TASK ITEM ▸ Extend the hyperelastic surface-load post below, picking up right after its last line of code.

──────── SOURCE PASSAGE ────────

I am trying to impose some surface load (Neumann boundary condition) to a hyperelastic problem. Compared to examples I found online, I am given the applied surface load in the deformed configuration and need to pull it back to the reference configuration. Here is a slightly modified hyperelasticity demo:

import dolfin

dolfin.parameters["form_compiler"]["representation"] = "uflacs"
dolfin.parameters["form_compiler"]["cpp_optimize"] = True

mesh = dolfin.UnitSquareMesh.create(10, 10, dolfin.CellType.Type_triangle)
# mesh = dolfin.UnitSquareMesh.create(10, 10, dolfin.CellType.Type_quadrilateral)

mesh_normals = dolfin.FacetNormal(mesh)

V = dolfin.VectorFunctionSpace(mesh, "Lagrange", 1)

left   = dolfin.CompiledSubDomain("near(x[0], x0) && on_boundary", x0=0.)
right  = dolfin.CompiledSubDomain("near(x[0], x1) && on_boundary", x1=1.)
bottom = dolfin.CompiledSubDomain("near(x[1], y0) && on_boundary", y0=0.)
top    = dolfin.CompiledSubDomain("near(x[1], y1) && on_boundary", y1=1.)

boundaries = dolfin.MeshFunction("size_t", mesh, mesh.topology().dim()-1)
boundaries.set_all(0)
left.mark(boundaries, 1)
right.mark(boundaries, 2)
bottom.mark(boundaries, 3)
top.mark(boundaries, 4)

dx = dolfin.Measure("dx", mesh)
ds = dolfin.Measure("ds", mesh, subdomain_data=boundaries)

bcl = dolfin.DirichletBC(V.sub(0), 0., boundaries, 1)
bcb = dolfin.DirichletBC(V.sub(1), 0., boundaries, 3)
bcs = [bcl, bcb]

U  = dolfin.Function(V)
dU = dolfin.TrialFunction(V)
dV = dolfin.TestFunction(V)

dim = U.geometric_dimension()
I = dolfin.Identity(dim)
F = I + dolfin.grad(U)
J = dolfin.det(F)
J0 = dolfin.det(I)
C = dolfin.transpose(F) * F
IC = dolfin.tr(C)
IC0 = dolfin.tr(I)

E, nu = 1.0, 0.3
mu = dolfin.Constant(E/(2*(1 + nu)))
lmbda = dolfin.Constant(E*nu/((1 + nu)*(1 - (dim-1)*nu)))

Psi = (mu/2) * (IC - IC0 - 2*dolfin.ln(J)) + (lmbda/2) * (J**2 - J0**2 - 2*dolfin.ln(J))
Pi = Psi * dx

T = dolfin.Constant((0.1, 0.0))

# FmTN = dolfin.dot(dolfin.transpose(dolfin.inv(F)), mesh_normals)
# T = J * dolfin.sqrt(dolfin.inner(FmTN, FmTN)) * T

Pi -= dolfin.inner(T, U) * ds(2)

F = dolfin.derivative(Pi, U, dV)
J = dolfin.derivative(F, U, dU)
dolfin.solve(F==0, U, bcs, J=J)

file = dolfin.File("displacement.pvd")

──────── DATA SHOWN ────────

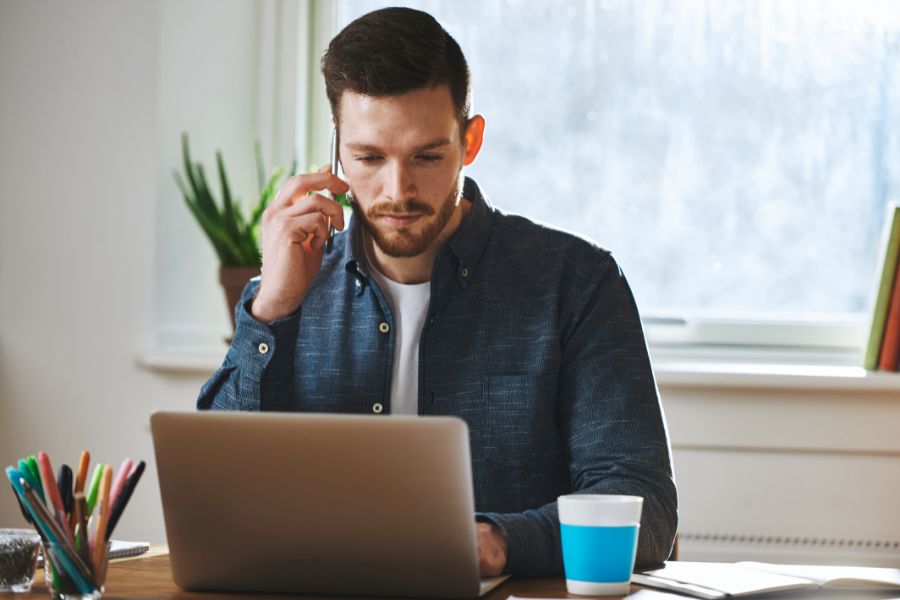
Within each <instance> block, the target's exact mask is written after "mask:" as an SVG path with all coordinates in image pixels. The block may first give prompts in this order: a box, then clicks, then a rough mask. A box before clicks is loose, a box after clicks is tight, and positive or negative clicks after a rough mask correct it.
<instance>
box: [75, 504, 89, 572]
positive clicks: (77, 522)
mask: <svg viewBox="0 0 900 600" xmlns="http://www.w3.org/2000/svg"><path fill="white" fill-rule="evenodd" d="M75 514H76V515H78V521H77V525H76V530H75V551H76V552H78V555H79V556H80V557H81V560H83V561H84V562H85V563H87V564H90V562H91V550H90V544H88V531H87V500H85V499H84V494H82V493H81V492H77V493H76V494H75Z"/></svg>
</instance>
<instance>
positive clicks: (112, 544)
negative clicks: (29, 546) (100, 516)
mask: <svg viewBox="0 0 900 600" xmlns="http://www.w3.org/2000/svg"><path fill="white" fill-rule="evenodd" d="M110 544H111V545H110V547H109V558H110V559H114V558H126V557H129V556H140V555H141V554H143V553H145V552H148V551H149V550H150V542H126V541H123V540H110ZM38 566H39V567H42V566H44V557H43V556H41V557H39V558H38Z"/></svg>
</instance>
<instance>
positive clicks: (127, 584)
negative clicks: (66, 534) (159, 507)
mask: <svg viewBox="0 0 900 600" xmlns="http://www.w3.org/2000/svg"><path fill="white" fill-rule="evenodd" d="M43 581H44V574H43V571H40V570H39V571H38V574H37V578H36V581H35V585H34V587H32V588H31V593H30V594H0V597H2V598H4V599H5V598H9V599H13V598H15V599H16V600H25V599H26V598H44V599H46V598H49V597H50V595H49V593H48V592H47V588H46V586H45V585H44V583H43ZM511 595H514V596H520V597H530V598H582V600H584V599H585V598H586V597H585V596H570V595H568V594H567V593H566V582H565V580H563V579H562V578H557V579H523V580H508V581H506V582H504V583H503V585H501V586H500V587H498V588H497V589H495V590H494V591H493V592H491V593H490V594H488V595H487V596H484V598H483V600H506V598H508V597H509V596H511ZM103 598H104V599H106V600H117V599H126V598H135V599H138V598H153V599H155V600H164V599H167V598H168V599H177V600H226V599H227V600H245V599H246V600H251V599H259V600H278V599H280V598H306V599H308V600H324V599H325V598H327V597H325V596H299V595H298V596H281V595H275V594H226V593H215V592H204V593H200V592H186V591H184V590H182V589H181V588H179V587H178V586H177V585H175V582H174V581H172V570H171V568H170V566H169V555H168V553H167V552H165V550H160V549H158V548H155V549H152V550H151V551H150V553H149V554H147V555H144V556H138V557H135V558H129V559H124V560H117V561H112V562H111V563H110V565H109V572H108V574H107V577H106V593H105V594H104V595H103ZM342 598H343V600H352V598H355V597H347V596H344V597H342ZM607 598H608V600H615V597H613V596H608V597H607ZM628 599H629V600H673V599H679V600H685V596H677V595H672V594H665V593H661V592H655V591H651V590H647V589H641V588H640V587H638V586H636V585H632V593H631V594H630V595H629V596H628ZM381 600H384V599H381ZM404 600H409V599H404Z"/></svg>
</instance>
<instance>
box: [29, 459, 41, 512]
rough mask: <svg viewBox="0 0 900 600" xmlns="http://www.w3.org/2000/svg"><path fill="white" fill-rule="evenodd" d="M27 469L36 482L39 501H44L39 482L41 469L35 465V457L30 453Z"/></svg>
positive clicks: (40, 475)
mask: <svg viewBox="0 0 900 600" xmlns="http://www.w3.org/2000/svg"><path fill="white" fill-rule="evenodd" d="M28 470H29V471H30V472H31V476H32V478H33V479H34V480H35V481H36V482H37V488H35V489H36V491H37V494H38V496H40V498H41V502H44V501H45V499H44V486H43V484H41V470H40V469H39V468H38V466H37V457H36V456H35V455H34V454H32V455H31V456H29V457H28Z"/></svg>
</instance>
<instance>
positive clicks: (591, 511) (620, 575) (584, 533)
mask: <svg viewBox="0 0 900 600" xmlns="http://www.w3.org/2000/svg"><path fill="white" fill-rule="evenodd" d="M643 503H644V499H643V498H641V497H639V496H615V495H605V494H572V495H568V496H560V497H559V499H558V500H557V506H558V508H559V527H560V536H561V539H562V553H563V566H564V567H565V571H566V588H567V589H568V590H569V592H570V593H572V594H586V595H592V596H593V595H624V594H627V593H628V589H629V585H630V583H631V573H632V571H633V570H634V559H635V555H636V553H637V540H638V531H639V529H640V522H641V508H642V506H643Z"/></svg>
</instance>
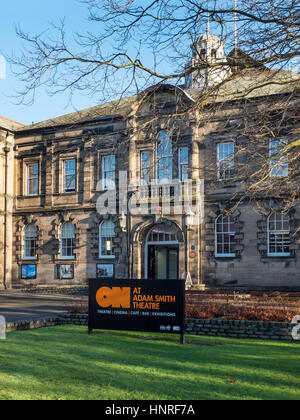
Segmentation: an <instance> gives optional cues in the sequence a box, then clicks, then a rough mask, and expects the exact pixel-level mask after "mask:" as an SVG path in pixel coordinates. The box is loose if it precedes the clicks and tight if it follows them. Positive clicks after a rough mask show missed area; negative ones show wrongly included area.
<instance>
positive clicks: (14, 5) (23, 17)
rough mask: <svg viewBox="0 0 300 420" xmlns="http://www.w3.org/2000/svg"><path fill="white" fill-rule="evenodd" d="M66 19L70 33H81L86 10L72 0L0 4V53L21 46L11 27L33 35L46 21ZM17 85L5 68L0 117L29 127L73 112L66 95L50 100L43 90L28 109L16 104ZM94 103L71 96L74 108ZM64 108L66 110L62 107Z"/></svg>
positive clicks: (10, 73) (47, 23) (86, 15)
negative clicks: (48, 119) (24, 124)
mask: <svg viewBox="0 0 300 420" xmlns="http://www.w3.org/2000/svg"><path fill="white" fill-rule="evenodd" d="M61 17H66V23H67V25H68V29H69V30H70V31H74V32H75V31H77V30H82V31H84V29H85V25H86V23H87V20H86V19H87V10H86V7H85V6H84V5H83V4H81V3H79V2H77V1H76V0H63V1H62V0H51V1H42V0H26V1H24V0H13V1H8V2H7V1H6V2H3V4H2V7H1V17H0V54H3V55H5V54H8V55H11V53H13V52H15V53H17V52H20V50H21V49H22V46H23V43H22V41H21V40H20V39H19V38H18V37H17V35H16V33H15V26H16V25H20V26H21V27H22V29H23V30H24V31H28V32H30V33H33V34H36V33H39V32H42V31H44V30H45V29H46V28H48V27H49V23H50V22H58V20H59V18H61ZM18 87H19V84H18V82H17V80H16V79H15V77H14V75H13V74H12V72H11V71H10V68H9V67H8V66H7V71H6V80H2V79H1V78H0V115H2V116H4V117H6V118H10V119H13V120H15V121H19V122H21V123H24V124H31V123H32V122H33V121H34V122H38V121H42V120H45V119H48V118H51V117H55V116H57V115H62V114H66V113H68V112H73V111H74V107H73V106H72V105H67V98H66V95H59V96H54V97H51V96H49V95H48V94H47V92H46V91H44V90H43V89H42V90H40V91H39V92H38V95H37V97H36V100H35V103H34V104H33V105H32V106H27V105H18V104H17V100H16V99H15V98H13V97H12V96H14V95H15V92H16V90H17V89H18ZM96 104H97V98H93V99H91V98H87V97H85V96H80V95H79V94H77V95H75V97H74V106H75V107H76V108H77V109H83V108H87V107H90V106H93V105H96ZM66 106H67V107H66Z"/></svg>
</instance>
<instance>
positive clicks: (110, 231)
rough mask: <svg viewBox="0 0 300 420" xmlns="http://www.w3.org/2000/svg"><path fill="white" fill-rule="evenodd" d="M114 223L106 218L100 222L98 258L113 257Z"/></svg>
mask: <svg viewBox="0 0 300 420" xmlns="http://www.w3.org/2000/svg"><path fill="white" fill-rule="evenodd" d="M115 236H116V234H115V225H114V223H113V222H112V221H110V220H107V221H105V222H103V223H101V225H100V227H99V239H100V240H99V242H100V243H99V249H100V255H99V257H100V258H114V257H115V243H114V242H115V241H114V239H115Z"/></svg>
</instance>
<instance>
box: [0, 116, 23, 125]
mask: <svg viewBox="0 0 300 420" xmlns="http://www.w3.org/2000/svg"><path fill="white" fill-rule="evenodd" d="M0 118H3V119H4V120H6V121H10V122H13V123H14V124H18V125H21V126H22V127H26V125H25V124H22V123H19V122H18V121H14V120H11V119H10V118H6V117H3V116H2V115H0Z"/></svg>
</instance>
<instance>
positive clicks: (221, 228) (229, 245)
mask: <svg viewBox="0 0 300 420" xmlns="http://www.w3.org/2000/svg"><path fill="white" fill-rule="evenodd" d="M215 232H216V233H215V234H216V238H215V240H216V245H215V248H216V251H215V252H216V257H235V256H236V254H235V251H234V245H235V228H234V221H233V219H232V217H231V216H228V217H225V216H223V215H220V216H219V217H218V218H217V220H216V227H215Z"/></svg>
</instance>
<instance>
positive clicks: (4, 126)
mask: <svg viewBox="0 0 300 420" xmlns="http://www.w3.org/2000/svg"><path fill="white" fill-rule="evenodd" d="M24 127H25V126H24V124H21V123H18V122H16V121H13V120H10V119H8V118H5V117H2V116H1V115H0V128H4V129H5V130H11V131H15V130H17V129H18V128H24Z"/></svg>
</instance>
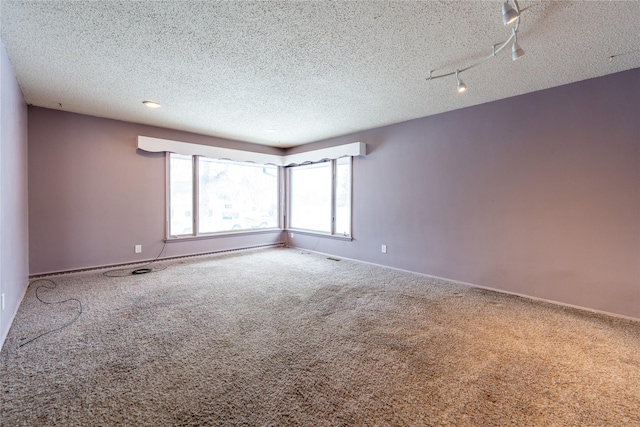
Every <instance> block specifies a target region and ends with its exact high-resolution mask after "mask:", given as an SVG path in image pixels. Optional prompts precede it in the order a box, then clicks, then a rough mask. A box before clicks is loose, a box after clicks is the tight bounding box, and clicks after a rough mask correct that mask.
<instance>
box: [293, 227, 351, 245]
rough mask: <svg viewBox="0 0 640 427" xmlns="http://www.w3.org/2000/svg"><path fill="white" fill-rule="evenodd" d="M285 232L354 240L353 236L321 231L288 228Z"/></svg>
mask: <svg viewBox="0 0 640 427" xmlns="http://www.w3.org/2000/svg"><path fill="white" fill-rule="evenodd" d="M285 231H286V232H287V233H295V234H302V235H305V236H314V237H326V238H328V239H336V240H344V241H348V242H350V241H352V240H353V237H352V236H341V235H339V234H329V233H323V232H321V231H310V230H298V229H295V228H287V229H286V230H285Z"/></svg>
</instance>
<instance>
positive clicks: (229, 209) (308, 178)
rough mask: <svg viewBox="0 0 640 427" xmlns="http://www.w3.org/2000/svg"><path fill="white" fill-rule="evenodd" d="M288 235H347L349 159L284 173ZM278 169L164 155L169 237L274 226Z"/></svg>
mask: <svg viewBox="0 0 640 427" xmlns="http://www.w3.org/2000/svg"><path fill="white" fill-rule="evenodd" d="M287 170H288V171H289V174H288V180H289V185H288V192H287V197H288V199H287V200H286V202H287V203H286V204H287V205H288V207H289V208H288V211H287V217H288V220H287V223H286V224H285V227H286V228H288V229H296V230H301V231H309V232H317V233H322V234H330V235H338V236H345V237H347V236H350V235H351V157H345V158H340V159H337V160H330V161H325V162H321V163H313V164H308V165H302V166H293V167H289V168H287ZM279 182H280V181H279V168H278V167H277V166H272V165H258V164H254V163H247V162H233V161H225V160H216V159H210V158H207V157H203V156H190V155H182V154H174V153H169V179H168V184H169V185H168V188H169V195H168V203H169V206H168V211H169V236H172V237H183V236H197V235H206V234H213V233H227V232H235V231H250V230H258V229H269V228H277V227H279V226H280V215H281V213H280V212H279V210H278V206H279V205H280V200H279V196H280V191H279V188H280V184H279Z"/></svg>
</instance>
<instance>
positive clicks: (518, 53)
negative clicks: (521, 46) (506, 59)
mask: <svg viewBox="0 0 640 427" xmlns="http://www.w3.org/2000/svg"><path fill="white" fill-rule="evenodd" d="M523 56H524V50H522V48H521V47H520V45H519V44H518V33H516V30H515V29H514V30H513V45H512V46H511V59H512V60H514V61H515V60H516V59H520V58H522V57H523Z"/></svg>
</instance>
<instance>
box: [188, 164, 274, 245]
mask: <svg viewBox="0 0 640 427" xmlns="http://www.w3.org/2000/svg"><path fill="white" fill-rule="evenodd" d="M198 162H199V164H198V173H199V177H198V180H199V181H198V205H199V206H198V209H199V216H198V219H199V220H198V232H199V233H216V232H223V231H233V230H252V229H259V228H276V227H277V226H278V168H277V167H275V166H266V165H253V164H246V163H236V162H229V161H223V160H214V159H209V158H206V157H200V158H199V159H198Z"/></svg>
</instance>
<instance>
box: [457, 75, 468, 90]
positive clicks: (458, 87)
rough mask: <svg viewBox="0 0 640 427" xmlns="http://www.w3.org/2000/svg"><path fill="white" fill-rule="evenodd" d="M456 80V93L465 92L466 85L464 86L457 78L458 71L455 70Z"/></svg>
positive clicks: (463, 84) (460, 80)
mask: <svg viewBox="0 0 640 427" xmlns="http://www.w3.org/2000/svg"><path fill="white" fill-rule="evenodd" d="M456 79H458V93H462V92H464V91H465V90H467V85H466V84H464V82H463V81H462V80H460V77H459V76H458V70H456Z"/></svg>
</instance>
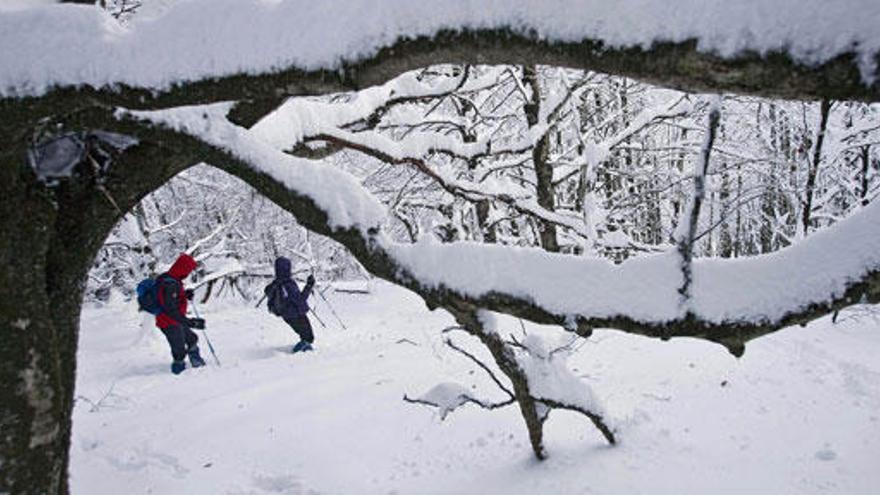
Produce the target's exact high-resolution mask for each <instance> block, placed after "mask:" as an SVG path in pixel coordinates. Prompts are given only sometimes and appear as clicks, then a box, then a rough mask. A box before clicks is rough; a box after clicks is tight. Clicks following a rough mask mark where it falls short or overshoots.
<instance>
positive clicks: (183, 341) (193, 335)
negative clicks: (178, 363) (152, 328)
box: [161, 325, 199, 361]
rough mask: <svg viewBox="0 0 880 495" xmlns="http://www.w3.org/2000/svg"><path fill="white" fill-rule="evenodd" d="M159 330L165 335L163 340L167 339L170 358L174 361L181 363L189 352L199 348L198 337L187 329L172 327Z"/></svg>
mask: <svg viewBox="0 0 880 495" xmlns="http://www.w3.org/2000/svg"><path fill="white" fill-rule="evenodd" d="M161 330H162V333H164V334H165V338H166V339H168V345H170V346H171V356H172V357H174V360H175V361H183V358H185V357H186V354H187V353H188V352H189V351H191V350H195V349H198V347H199V346H198V342H199V336H198V335H196V333H195V332H193V331H192V330H190V329H189V327H186V326H184V325H172V326H170V327H167V328H162V329H161Z"/></svg>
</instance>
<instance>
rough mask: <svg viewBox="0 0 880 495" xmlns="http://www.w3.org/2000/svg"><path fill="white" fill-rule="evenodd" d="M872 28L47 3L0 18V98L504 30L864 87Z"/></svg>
mask: <svg viewBox="0 0 880 495" xmlns="http://www.w3.org/2000/svg"><path fill="white" fill-rule="evenodd" d="M878 26H880V2H877V1H875V0H840V1H835V2H828V1H825V0H775V1H773V2H767V1H764V0H739V1H735V2H734V1H728V0H679V1H676V2H673V3H670V2H666V1H661V0H656V1H645V0H617V1H613V2H612V1H608V0H530V1H518V2H517V1H513V0H499V1H494V2H484V1H479V0H434V1H432V2H413V1H410V0H382V1H381V2H365V1H357V0H344V1H342V0H341V1H335V2H312V1H306V0H286V1H285V0H276V1H265V0H181V1H179V2H177V3H175V4H174V5H173V6H170V7H169V8H168V9H167V10H166V11H164V12H163V13H160V14H159V16H158V17H156V16H146V15H145V16H142V17H139V16H137V15H135V16H134V17H133V19H132V20H131V22H130V25H128V26H125V27H122V26H120V25H119V24H118V23H117V22H116V21H115V20H113V19H112V18H111V17H110V16H109V15H107V14H106V13H103V12H102V11H100V10H99V9H97V8H94V7H93V6H78V5H68V4H63V5H48V6H42V7H35V8H30V9H24V10H17V11H2V12H0V46H2V47H3V49H2V50H0V95H4V96H9V95H23V94H27V95H39V94H41V93H44V92H45V91H47V90H48V89H49V88H50V87H51V86H52V85H79V84H86V85H91V86H95V87H103V86H108V85H113V84H118V83H124V84H128V85H131V86H137V87H145V88H156V89H165V88H168V87H170V86H171V85H172V84H174V83H176V82H181V81H192V80H196V79H201V78H205V77H211V76H223V75H229V74H234V73H241V72H244V73H251V74H252V73H264V72H269V71H273V70H277V69H281V68H286V67H291V66H295V67H299V68H302V69H318V68H329V69H334V68H337V67H339V66H340V62H341V61H343V60H345V61H355V60H358V59H363V58H365V57H368V56H370V55H372V54H374V53H376V51H377V50H379V49H380V48H382V47H385V46H388V45H390V44H391V43H393V42H394V41H395V40H396V39H398V38H400V37H404V36H419V35H432V34H434V33H436V32H437V31H439V30H442V29H462V28H471V29H480V28H498V27H511V28H513V29H514V30H516V31H518V32H535V33H537V34H538V35H539V36H540V37H542V38H545V39H551V40H560V41H579V40H582V39H584V38H591V39H596V40H602V41H604V42H606V43H608V44H609V45H612V46H634V45H638V46H646V45H650V44H651V43H652V42H655V41H683V40H687V39H692V38H694V39H697V40H698V41H699V48H700V49H701V50H704V51H714V52H717V53H719V54H721V55H723V56H731V55H734V54H736V53H738V52H740V51H743V50H755V51H757V52H766V51H769V50H785V51H787V52H788V53H790V54H791V55H792V56H793V57H794V58H795V59H797V60H799V61H802V62H806V63H817V62H822V61H825V60H828V59H829V58H831V57H833V56H835V55H838V54H840V53H843V52H847V51H851V50H855V51H856V52H857V53H858V54H859V56H860V60H861V65H862V73H863V76H864V78H865V80H866V81H868V82H870V81H871V80H872V75H873V73H874V71H875V69H876V67H875V66H874V63H873V54H874V53H876V52H877V51H878V48H880V29H878Z"/></svg>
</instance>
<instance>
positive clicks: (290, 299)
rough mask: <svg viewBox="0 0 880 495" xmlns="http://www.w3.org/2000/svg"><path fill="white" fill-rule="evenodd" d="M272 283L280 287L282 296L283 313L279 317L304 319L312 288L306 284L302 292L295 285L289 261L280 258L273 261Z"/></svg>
mask: <svg viewBox="0 0 880 495" xmlns="http://www.w3.org/2000/svg"><path fill="white" fill-rule="evenodd" d="M273 283H277V284H280V285H281V289H282V291H283V294H284V298H285V301H286V302H287V304H285V305H284V306H285V311H284V314H283V315H281V316H282V317H284V318H299V317H304V316H306V315H307V314H308V312H309V303H308V301H307V299H308V298H309V295H310V294H311V293H312V286H311V285H310V284H306V286H305V287H304V288H303V290H302V291H300V290H299V286H298V285H296V281H294V280H293V278H292V277H291V276H290V260H289V259H287V258H285V257H283V256H281V257H279V258H278V259H276V260H275V280H274V281H273Z"/></svg>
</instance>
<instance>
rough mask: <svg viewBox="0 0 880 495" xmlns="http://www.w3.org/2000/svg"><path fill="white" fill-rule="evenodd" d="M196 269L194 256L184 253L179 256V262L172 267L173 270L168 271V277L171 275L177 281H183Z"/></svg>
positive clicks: (175, 261) (176, 261)
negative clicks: (183, 279) (176, 279)
mask: <svg viewBox="0 0 880 495" xmlns="http://www.w3.org/2000/svg"><path fill="white" fill-rule="evenodd" d="M195 269H196V260H194V259H193V257H192V256H190V255H188V254H186V253H183V254H181V255H180V256H178V257H177V261H175V262H174V264H173V265H171V268H170V269H169V270H168V275H171V276H172V277H174V278H176V279H177V280H183V279H185V278H186V277H188V276H189V274H190V273H192V271H193V270H195Z"/></svg>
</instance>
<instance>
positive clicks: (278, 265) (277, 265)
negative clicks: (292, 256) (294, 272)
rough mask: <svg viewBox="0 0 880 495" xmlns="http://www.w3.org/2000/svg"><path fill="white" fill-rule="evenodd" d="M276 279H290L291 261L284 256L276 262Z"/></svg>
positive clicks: (280, 257)
mask: <svg viewBox="0 0 880 495" xmlns="http://www.w3.org/2000/svg"><path fill="white" fill-rule="evenodd" d="M275 278H280V279H282V280H284V279H288V278H290V260H289V259H287V258H285V257H284V256H281V257H279V258H278V259H277V260H275Z"/></svg>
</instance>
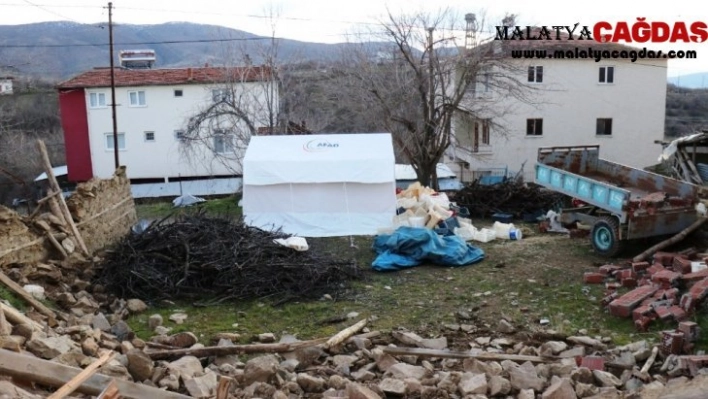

────────

REPLY TO THE TASK ▸
file << U
​

This one works, either with quadrilaterals:

or triangles:

Now, if you uncomment the two lines defining FmTN and T toward the bottom, the solution seems perturbed at the upper right corner, both with quads:

and triangles:


Are there some precautions to take in computing subdomains or mesh normals toward edges? Any help would be super appreciated.


Martin
Community: FEniCS Project

1 Answer


3
3 months ago by
First, with quads in 2017.2, many non-trivial boundary integrals produce incorrect results, so I would avoid quads/hexes in problems like this for now.  (Based on comments from other treads, I believe the developers are already aware of this, and working on solutions.)

In the implementation with triangles, it looks like the pulled-back traction is correctly derived from Nanson's formula, but you want to include it directly in the momentum balance residual rather than the energy functional.  The modifications below produce a displacement solution more like what you are probably expecting:

####### (Everything the same above here) #######

T = dolfin.Constant((0.1, 0.0))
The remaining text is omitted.